## EXERCISE DESCRIPTION
Write out the records word for word.

## DATASET EXTRACT
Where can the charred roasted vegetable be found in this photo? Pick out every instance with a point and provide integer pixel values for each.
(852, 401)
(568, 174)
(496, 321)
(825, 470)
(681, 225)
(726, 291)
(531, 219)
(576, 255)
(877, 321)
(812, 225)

## REPLY TO THE EXERCISE
Where can the charred roasted vegetable be found in this photo? Pick out every instance with a point and provide integer pixel values for each.
(852, 401)
(568, 174)
(496, 321)
(825, 470)
(681, 225)
(726, 291)
(531, 219)
(576, 255)
(877, 321)
(812, 225)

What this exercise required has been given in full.